_Required work:_
Return every line of the data below verbatim, with no character added, dropped, or changed.

_Exercise materials:_
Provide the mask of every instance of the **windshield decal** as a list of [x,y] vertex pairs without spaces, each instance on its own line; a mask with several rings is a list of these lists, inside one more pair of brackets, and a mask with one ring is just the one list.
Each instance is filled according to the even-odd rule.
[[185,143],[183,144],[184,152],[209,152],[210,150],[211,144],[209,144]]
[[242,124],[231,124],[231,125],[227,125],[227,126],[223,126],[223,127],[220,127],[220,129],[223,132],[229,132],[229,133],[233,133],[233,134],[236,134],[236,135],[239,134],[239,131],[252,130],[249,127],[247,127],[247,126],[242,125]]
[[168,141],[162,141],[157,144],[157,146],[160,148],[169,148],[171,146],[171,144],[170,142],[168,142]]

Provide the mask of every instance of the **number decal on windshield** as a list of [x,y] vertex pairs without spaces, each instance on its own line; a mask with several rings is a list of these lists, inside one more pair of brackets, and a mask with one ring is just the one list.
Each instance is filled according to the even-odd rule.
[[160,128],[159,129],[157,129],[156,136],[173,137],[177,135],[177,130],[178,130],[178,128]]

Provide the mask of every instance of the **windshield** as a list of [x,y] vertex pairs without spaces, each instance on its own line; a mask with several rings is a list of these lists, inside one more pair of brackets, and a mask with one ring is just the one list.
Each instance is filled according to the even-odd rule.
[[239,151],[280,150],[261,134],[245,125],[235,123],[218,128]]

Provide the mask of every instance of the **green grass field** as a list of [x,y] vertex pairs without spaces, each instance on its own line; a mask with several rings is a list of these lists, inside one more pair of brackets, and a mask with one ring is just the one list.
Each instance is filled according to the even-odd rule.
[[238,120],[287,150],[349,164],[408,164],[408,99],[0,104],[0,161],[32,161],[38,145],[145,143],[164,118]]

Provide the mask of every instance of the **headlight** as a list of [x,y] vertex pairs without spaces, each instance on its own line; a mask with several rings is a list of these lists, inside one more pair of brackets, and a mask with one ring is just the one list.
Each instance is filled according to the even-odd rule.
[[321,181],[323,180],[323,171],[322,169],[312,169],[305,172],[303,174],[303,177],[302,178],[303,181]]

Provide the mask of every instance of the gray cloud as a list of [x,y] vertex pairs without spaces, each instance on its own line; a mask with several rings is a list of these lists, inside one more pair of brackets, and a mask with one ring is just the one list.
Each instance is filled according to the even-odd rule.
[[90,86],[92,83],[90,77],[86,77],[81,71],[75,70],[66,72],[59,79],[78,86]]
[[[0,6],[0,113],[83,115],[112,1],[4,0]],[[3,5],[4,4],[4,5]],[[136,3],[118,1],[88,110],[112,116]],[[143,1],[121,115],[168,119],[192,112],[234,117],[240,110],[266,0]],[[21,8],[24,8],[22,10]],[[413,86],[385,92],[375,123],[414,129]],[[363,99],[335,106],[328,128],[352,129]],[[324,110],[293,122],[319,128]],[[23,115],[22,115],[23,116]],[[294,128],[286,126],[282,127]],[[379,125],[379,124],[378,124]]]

_Problem solution:_
Provide the mask of every instance of the **windshield decal** as a list of [x,y] vertex pairs without spaces, each instance on its own line; a mask with several rings is a list of these lists, inside one more pair of brackets, and a mask with one ring is just the one list.
Each instance is filled according to the even-odd rule.
[[185,143],[183,144],[184,152],[209,152],[210,150],[211,144],[209,144]]
[[242,124],[231,124],[231,125],[227,125],[227,126],[223,126],[223,127],[220,127],[220,129],[223,132],[229,132],[229,133],[233,133],[233,134],[236,134],[236,135],[239,134],[239,131],[252,130],[249,127],[247,127],[247,126],[242,125]]
[[168,141],[162,141],[157,144],[157,146],[160,148],[169,148],[171,146],[171,144],[170,142],[168,142]]

Provide the mask of every instance of the **number decal on windshield** as a list of [x,y] vertex pairs without spaces, each instance on its own line; a mask with several rings is a list of these lists, inside one more pair of brackets, and a mask with one ring is just the one list.
Each instance is filled according to the even-odd rule.
[[160,128],[159,129],[157,129],[156,136],[173,137],[177,135],[177,130],[178,130],[178,128]]

Provide the mask of every instance of the **windshield** as a list of [x,y] vertex pairs without spaces, each instance on its own line; a mask with several rings is a list of these lists, inside one more pair of brackets, and a mask with one ring is just the one list.
Each instance is filled according to the even-odd rule.
[[239,151],[280,150],[261,134],[245,125],[235,123],[218,128]]

Provide the mask of every instance of the **green grass field** as a list of [x,y] vertex pairs without spaces, each instance on its own line; a mask with several rings is a list of these lists, inside one more pair of brackets, and a mask with one ring is just the one list.
Each instance is filled according to the even-odd rule.
[[238,120],[287,150],[349,164],[408,164],[408,99],[0,104],[0,161],[32,161],[38,145],[145,143],[164,118]]

Provide the mask of every instance of the **headlight** as a list of [x,y] vertex pairs without spaces, each instance on its own line; a mask with several rings is a list of these lists, inside one more pair of brackets, and a mask with one ring is just the one list.
Each instance is filled according to the even-odd rule.
[[321,181],[323,180],[323,171],[322,169],[312,169],[305,172],[303,174],[303,177],[302,178],[303,181]]

Provide the mask of every instance of the gray cloud as a list of [x,y] vertex pairs without spaces, each instance on its own line; a mask with several rings is a list of these lists, inside one more pair of brackets, and a mask with one ring is just the one list.
Each instance is filled according to the even-odd rule.
[[90,86],[92,83],[90,77],[86,77],[81,71],[75,70],[66,72],[59,79],[78,86]]
[[[0,6],[0,113],[83,115],[112,1],[4,0]],[[3,5],[4,4],[4,5]],[[136,3],[118,1],[88,110],[112,116]],[[143,1],[121,115],[168,119],[192,112],[234,117],[240,110],[266,0]],[[21,8],[24,8],[22,10]],[[413,86],[385,92],[375,123],[414,129]],[[363,99],[335,106],[328,128],[352,129]],[[324,110],[293,122],[319,128]],[[23,115],[22,115],[23,116]],[[294,128],[286,126],[282,127]],[[379,125],[379,124],[378,124]]]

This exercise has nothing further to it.